STATED EXERCISE A ▸
According to the excerpt about the set-properties script, how long had its algorithm been in use by the Wesnoth-UMC-Dev set-properties script?

EXCERPTED PASSAGE ▸
Some time after I learned Perl with my work on Shikadibot 0314, I rewrote that script in Perl to arrange the “ideal” property values in a neat table (hash), check current properties instead of blindly overwriting them in the working copy, and cover plenty of other file types. It also gained a blinking progress bar to display the search progress for some reason.

To have an idea of how known file types are defined in the source, let's take a look at these bits:

#
# proptab:
# extension => [svn:executable, svn:mime-type, svn:eol-style, svn:keywords]
# properties set to the empty string '' (except svn:executable) are left unchanged;
#
my %proptab = (
cfg => [FALSE, '', 'native', ''],
ign => [FALSE, '', 'native', ''],
"map" => [FALSE, '', 'native', ''],
# [...]
pl => [TRUE, '', 'native', 'Author Date Id Revision'],
# [...]
gif => [FALSE, 'image/gif', '', ''],
png => [FALSE, 'image/png', '', ''],
# [...]
xcf => [FALSE, '', '', ''],
# [...]
);

The table we have used since then (around Sept. 2008) has always contained more than 10 extensions with their minimum required property sets. As of this writing, it covers approximately 57 file types. Keep this on mind.

It would be overkill to fork-exec find processes to discover paths that could require SVN property changes, right? So, instead, I used find2perl to generate File::Find client code to embed it into set-properties. So far, so good. But how about running that code (scalar keys %proptab) times (e.g. number-of-extensions-times) anyway? Overkill?

No! It's plain stupid. But definitely less stupid than what you are about to read.

I apparently decided, for some reason, that any matching paths in each cycle should be added to a plain scalar (a text string to be exact) separating individual paths with newlines, of all things. Then, another cycle is performed at the end, (scalar keys %proptab) times again, to put each array of paths matching a certain extension into another hash, then iterating over the newly inserted hash element (array of paths) checking and fixing SVN properties in the same cycle.

Very roughly summarized as the following pseudocode:

FOREACH extension FROM file_extensions
    FIND IN ./ AS file
        ; all while displaying a cute blinking bar!
        IF file MATCHES extension
            APPEND file TO file_list_string
        END IF
    END FIND
END FOREACH

FOREACH extension FROM file_extensions
    ; split 'file_list_string' every newline
    FOREACH path FROM (SPLIT /\n/ file_list_string)
        INSERT path IN file_index[extension]
    END FOREACH

    FOREACH path FROM file_index[extension]
        fix_properties( extension, path )
    END FOREACH
END FOREACH

Careful readers will quickly realize that something is horribly wrong with this pseudocode. I wish I was making it up. This algorithm has actually been in use by the Wesnoth-UMC-Dev set-properties script for one year and 4 months! I must have been on something when I wrote this shit. I've honestly never seen any program so awful as this in my life. Not even build-external-archive.sh (a.k.a. “Scrappy”) can compete with this abomination.

Point-based annotation data

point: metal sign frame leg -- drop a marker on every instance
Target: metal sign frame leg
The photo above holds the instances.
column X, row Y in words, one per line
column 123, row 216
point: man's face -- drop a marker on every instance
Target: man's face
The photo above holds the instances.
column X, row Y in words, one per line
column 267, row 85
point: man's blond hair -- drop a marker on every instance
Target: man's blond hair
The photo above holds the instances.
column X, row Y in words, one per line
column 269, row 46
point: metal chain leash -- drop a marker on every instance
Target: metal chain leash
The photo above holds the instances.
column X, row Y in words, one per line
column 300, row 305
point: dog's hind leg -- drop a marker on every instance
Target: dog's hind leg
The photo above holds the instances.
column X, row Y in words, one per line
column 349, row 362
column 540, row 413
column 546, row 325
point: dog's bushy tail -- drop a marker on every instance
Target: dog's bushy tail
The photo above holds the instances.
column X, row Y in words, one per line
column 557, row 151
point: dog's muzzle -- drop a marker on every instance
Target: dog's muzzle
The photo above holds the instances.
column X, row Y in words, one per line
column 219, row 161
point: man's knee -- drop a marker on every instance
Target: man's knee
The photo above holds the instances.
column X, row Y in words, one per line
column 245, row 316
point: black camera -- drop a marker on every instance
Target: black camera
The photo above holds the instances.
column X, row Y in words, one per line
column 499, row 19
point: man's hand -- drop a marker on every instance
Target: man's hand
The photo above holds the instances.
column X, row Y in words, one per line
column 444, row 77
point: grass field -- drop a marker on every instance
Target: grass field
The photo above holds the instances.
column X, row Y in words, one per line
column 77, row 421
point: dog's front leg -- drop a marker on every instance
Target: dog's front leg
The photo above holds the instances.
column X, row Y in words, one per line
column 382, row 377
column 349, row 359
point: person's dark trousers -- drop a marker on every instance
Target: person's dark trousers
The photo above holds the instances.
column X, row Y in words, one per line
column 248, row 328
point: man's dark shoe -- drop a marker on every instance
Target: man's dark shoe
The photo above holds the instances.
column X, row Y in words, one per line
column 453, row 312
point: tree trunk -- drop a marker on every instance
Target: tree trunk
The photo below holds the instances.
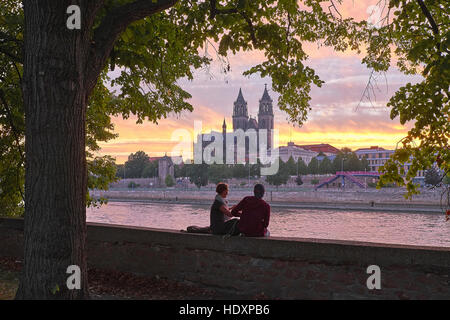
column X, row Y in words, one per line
column 56, row 176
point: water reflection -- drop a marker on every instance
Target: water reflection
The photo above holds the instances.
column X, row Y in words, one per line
column 383, row 227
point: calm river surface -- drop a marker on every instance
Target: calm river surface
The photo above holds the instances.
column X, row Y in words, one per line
column 382, row 227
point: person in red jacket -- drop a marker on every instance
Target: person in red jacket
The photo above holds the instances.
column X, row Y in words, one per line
column 254, row 214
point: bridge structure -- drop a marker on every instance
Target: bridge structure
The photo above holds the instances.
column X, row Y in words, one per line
column 351, row 176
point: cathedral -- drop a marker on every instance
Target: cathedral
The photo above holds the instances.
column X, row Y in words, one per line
column 241, row 120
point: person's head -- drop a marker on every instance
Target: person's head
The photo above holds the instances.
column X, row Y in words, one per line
column 258, row 191
column 222, row 189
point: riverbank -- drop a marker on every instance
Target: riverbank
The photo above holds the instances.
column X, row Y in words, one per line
column 113, row 285
column 356, row 200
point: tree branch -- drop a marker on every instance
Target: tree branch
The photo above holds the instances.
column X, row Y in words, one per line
column 429, row 17
column 214, row 11
column 112, row 25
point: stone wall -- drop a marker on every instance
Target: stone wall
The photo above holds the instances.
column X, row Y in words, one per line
column 280, row 268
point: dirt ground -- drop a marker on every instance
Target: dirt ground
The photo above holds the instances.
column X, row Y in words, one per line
column 107, row 284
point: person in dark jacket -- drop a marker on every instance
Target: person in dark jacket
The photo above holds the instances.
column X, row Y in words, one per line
column 254, row 214
column 220, row 222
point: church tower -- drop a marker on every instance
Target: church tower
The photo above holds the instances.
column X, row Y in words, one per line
column 265, row 115
column 240, row 113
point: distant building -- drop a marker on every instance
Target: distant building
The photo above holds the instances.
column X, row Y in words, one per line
column 241, row 120
column 325, row 148
column 376, row 156
column 294, row 151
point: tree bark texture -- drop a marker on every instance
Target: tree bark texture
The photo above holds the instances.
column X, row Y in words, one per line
column 56, row 177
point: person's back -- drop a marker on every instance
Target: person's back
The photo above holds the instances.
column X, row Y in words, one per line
column 254, row 214
column 220, row 223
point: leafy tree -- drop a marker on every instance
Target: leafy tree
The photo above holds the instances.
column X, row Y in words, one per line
column 432, row 177
column 418, row 33
column 169, row 181
column 154, row 43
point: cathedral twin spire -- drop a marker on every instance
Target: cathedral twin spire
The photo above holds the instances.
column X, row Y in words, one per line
column 240, row 112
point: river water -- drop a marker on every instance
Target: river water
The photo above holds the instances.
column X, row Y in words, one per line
column 429, row 229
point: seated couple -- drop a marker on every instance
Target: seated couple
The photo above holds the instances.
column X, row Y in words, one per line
column 253, row 211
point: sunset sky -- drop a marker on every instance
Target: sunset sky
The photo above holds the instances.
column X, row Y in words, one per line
column 333, row 119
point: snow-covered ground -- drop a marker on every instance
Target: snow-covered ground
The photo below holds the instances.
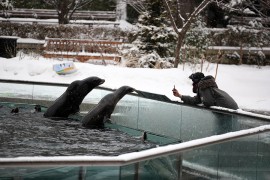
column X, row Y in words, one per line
column 248, row 85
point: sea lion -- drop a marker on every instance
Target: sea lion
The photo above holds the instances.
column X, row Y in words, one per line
column 69, row 102
column 96, row 117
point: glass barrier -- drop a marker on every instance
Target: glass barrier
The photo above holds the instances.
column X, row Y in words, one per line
column 242, row 158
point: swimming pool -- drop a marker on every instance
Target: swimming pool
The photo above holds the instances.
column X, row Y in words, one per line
column 166, row 123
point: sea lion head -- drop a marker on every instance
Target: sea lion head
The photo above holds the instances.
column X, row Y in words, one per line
column 88, row 84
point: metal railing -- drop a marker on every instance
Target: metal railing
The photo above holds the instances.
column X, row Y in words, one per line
column 130, row 158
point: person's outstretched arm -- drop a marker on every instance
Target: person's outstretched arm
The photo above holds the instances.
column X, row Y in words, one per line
column 187, row 99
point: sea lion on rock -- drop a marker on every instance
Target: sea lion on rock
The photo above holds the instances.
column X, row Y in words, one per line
column 69, row 102
column 96, row 117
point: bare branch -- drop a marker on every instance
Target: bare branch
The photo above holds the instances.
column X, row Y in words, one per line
column 171, row 16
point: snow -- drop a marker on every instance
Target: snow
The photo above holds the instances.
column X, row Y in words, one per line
column 247, row 84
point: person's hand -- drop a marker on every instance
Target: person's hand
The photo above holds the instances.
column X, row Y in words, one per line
column 176, row 93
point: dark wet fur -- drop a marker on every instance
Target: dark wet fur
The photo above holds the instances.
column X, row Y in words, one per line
column 96, row 117
column 68, row 103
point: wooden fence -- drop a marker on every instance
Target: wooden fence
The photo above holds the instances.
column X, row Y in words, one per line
column 82, row 50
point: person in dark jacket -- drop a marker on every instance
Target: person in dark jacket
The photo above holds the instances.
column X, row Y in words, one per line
column 207, row 92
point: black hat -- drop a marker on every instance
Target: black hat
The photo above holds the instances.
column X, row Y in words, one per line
column 196, row 77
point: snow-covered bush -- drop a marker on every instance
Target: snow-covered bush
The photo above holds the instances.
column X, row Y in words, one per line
column 134, row 58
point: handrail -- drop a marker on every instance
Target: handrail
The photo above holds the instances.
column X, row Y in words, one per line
column 129, row 158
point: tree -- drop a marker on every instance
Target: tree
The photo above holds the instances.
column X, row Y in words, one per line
column 154, row 35
column 185, row 20
column 66, row 8
column 182, row 21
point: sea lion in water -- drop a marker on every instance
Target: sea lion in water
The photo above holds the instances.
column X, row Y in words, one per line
column 69, row 102
column 96, row 117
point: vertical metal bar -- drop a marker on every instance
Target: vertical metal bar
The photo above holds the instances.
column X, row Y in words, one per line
column 136, row 174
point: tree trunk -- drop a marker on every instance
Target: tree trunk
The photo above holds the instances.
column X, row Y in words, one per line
column 178, row 50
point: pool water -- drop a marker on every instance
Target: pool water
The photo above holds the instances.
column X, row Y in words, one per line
column 28, row 133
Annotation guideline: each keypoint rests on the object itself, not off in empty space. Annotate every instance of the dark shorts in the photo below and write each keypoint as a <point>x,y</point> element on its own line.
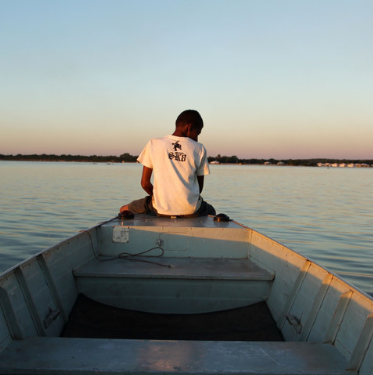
<point>145,206</point>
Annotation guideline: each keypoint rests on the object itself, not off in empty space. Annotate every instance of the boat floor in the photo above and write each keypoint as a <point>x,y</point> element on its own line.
<point>90,319</point>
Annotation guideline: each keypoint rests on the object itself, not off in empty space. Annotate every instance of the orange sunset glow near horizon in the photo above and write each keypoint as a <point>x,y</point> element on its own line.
<point>283,80</point>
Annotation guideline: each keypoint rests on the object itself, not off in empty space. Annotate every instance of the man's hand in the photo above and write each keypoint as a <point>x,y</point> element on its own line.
<point>146,180</point>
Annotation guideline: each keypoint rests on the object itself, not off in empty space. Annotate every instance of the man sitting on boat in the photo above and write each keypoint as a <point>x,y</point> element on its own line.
<point>179,164</point>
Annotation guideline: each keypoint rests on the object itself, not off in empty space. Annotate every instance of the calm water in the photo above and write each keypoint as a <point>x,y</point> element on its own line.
<point>325,214</point>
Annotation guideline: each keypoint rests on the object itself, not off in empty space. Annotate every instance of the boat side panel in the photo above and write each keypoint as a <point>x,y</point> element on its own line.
<point>40,300</point>
<point>331,312</point>
<point>281,261</point>
<point>15,308</point>
<point>62,260</point>
<point>174,296</point>
<point>296,318</point>
<point>178,242</point>
<point>5,334</point>
<point>352,326</point>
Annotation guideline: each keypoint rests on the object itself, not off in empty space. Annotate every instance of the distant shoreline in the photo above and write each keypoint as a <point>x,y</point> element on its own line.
<point>127,158</point>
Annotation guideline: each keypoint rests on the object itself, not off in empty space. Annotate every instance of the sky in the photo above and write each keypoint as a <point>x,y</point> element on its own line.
<point>286,79</point>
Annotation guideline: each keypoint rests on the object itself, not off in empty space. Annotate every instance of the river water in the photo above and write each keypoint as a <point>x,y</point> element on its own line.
<point>325,214</point>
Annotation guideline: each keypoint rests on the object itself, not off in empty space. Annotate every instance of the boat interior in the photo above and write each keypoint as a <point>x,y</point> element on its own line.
<point>174,295</point>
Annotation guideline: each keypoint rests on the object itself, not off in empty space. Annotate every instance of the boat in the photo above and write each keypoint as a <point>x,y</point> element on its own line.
<point>141,294</point>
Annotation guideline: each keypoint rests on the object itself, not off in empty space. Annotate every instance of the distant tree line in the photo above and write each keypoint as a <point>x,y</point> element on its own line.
<point>292,162</point>
<point>128,158</point>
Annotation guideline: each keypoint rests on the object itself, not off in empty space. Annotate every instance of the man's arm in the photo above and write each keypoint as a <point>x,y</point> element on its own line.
<point>200,183</point>
<point>146,180</point>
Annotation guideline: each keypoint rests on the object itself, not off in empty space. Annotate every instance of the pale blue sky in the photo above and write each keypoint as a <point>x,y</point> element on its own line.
<point>282,79</point>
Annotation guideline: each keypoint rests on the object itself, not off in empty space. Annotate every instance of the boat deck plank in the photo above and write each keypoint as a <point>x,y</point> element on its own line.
<point>108,356</point>
<point>180,268</point>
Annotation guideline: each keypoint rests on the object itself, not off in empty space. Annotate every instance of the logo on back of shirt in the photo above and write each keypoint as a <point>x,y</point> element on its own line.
<point>178,156</point>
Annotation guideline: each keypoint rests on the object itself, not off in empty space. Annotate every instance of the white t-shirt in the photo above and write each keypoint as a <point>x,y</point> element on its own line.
<point>176,163</point>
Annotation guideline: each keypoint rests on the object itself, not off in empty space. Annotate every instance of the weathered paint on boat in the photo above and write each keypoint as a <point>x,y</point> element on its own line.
<point>202,266</point>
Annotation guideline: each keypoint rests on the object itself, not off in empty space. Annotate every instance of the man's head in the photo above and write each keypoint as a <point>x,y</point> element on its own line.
<point>190,123</point>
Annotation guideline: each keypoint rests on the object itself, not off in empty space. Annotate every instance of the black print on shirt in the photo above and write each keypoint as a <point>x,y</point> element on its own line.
<point>177,156</point>
<point>177,146</point>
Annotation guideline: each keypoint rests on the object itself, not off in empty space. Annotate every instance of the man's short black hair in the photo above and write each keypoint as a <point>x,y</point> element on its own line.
<point>190,116</point>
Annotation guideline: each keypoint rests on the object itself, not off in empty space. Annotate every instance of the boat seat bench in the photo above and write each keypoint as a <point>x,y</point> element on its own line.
<point>55,355</point>
<point>174,285</point>
<point>180,268</point>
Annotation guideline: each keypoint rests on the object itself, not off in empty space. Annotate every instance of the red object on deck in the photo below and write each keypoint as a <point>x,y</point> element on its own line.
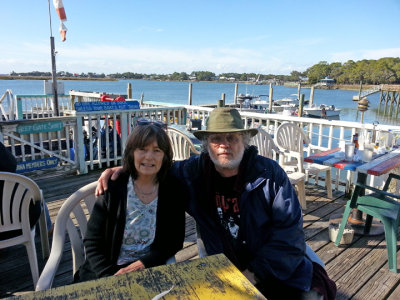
<point>385,166</point>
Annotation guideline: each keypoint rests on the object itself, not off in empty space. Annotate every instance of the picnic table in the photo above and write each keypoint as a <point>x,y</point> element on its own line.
<point>211,277</point>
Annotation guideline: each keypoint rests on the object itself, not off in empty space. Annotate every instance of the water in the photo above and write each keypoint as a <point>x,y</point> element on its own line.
<point>207,93</point>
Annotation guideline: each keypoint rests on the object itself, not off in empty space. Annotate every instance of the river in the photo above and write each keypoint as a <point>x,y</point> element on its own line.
<point>206,93</point>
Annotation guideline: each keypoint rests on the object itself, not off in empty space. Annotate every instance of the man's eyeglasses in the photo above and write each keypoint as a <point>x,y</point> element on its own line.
<point>143,121</point>
<point>220,138</point>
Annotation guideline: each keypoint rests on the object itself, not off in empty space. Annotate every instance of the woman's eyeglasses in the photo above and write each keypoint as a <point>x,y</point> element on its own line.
<point>160,124</point>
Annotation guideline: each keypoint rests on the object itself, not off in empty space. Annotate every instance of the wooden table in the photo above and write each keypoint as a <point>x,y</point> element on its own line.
<point>212,277</point>
<point>380,165</point>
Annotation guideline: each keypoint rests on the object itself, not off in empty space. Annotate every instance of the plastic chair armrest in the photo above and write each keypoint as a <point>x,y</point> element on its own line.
<point>380,192</point>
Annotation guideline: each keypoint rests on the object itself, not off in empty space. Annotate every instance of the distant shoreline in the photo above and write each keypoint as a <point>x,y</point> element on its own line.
<point>354,87</point>
<point>7,77</point>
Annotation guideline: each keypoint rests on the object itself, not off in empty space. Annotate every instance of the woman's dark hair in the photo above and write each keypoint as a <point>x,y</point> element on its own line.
<point>140,137</point>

STATED EXERCISE B ▸
From the line in the records containing "the boat in the" through the line containing "<point>190,123</point>", add -74 to every coordinate in the answers. Write out only those lines, requests included.

FINAL ANSWER A ▸
One year and 4 months.

FINAL ANSWER B ▸
Annotation guideline: each keypoint rests on the object itself, not off in empty space. Annotate every instance of the boat in the photo above and write each keypoint as a <point>x,y</point> element on its own line.
<point>67,220</point>
Annotation guideline: each keypoint rests on the object itself, not off in empty space. Annotate every instance of the distant tree line in the photo above and write each keypoint as a <point>x,y</point> element on its own line.
<point>218,88</point>
<point>54,84</point>
Annotation guideline: each keypoint rests on the object itself, not off in empty space. Annotate every instance of the man's arm in the photo above and write each keypoint as a <point>x,y</point> element on its own line.
<point>126,109</point>
<point>72,106</point>
Annotation guideline: each keypoint rests on the object itself, not off in empty space. Annotate every instance of the pale blue sky in the photo above and write each keypoint as a <point>x,y</point> element on its own line.
<point>208,5</point>
Annotation guideline: each keypoint rests on the object itself, not off in empty space. Annotate every instance of the boat deck plank in the photo above and write each keypoint as a <point>x,y</point> element on its own line.
<point>34,282</point>
<point>106,194</point>
Annotation guideline: each keypoint rests on the object itself, not off in empty space. Annotate every instance of the logo on back of shirt in the photo above and write each keypoint as a <point>x,y</point> element on its own line.
<point>104,82</point>
Annotation guideline: each keypoint rests on the object itself, not off in empty space. Annotate every instance of the white t-shirt in the photo above and write each keypoint as a <point>x,y</point> element on its own line.
<point>102,89</point>
Annotation guideline: each keypoint rests on the object itself, not off in empty space. Annotate every instance of the weathered paint on boat in the photo above and write each keypoint as a <point>x,y</point> element on its own line.
<point>128,192</point>
Annotation guideline: each keypoint rests on the object itself, not off in empty space. Annotate every instance of the man's head in the photo above and write each keypoint as a <point>x,y</point> element on its own line.
<point>116,49</point>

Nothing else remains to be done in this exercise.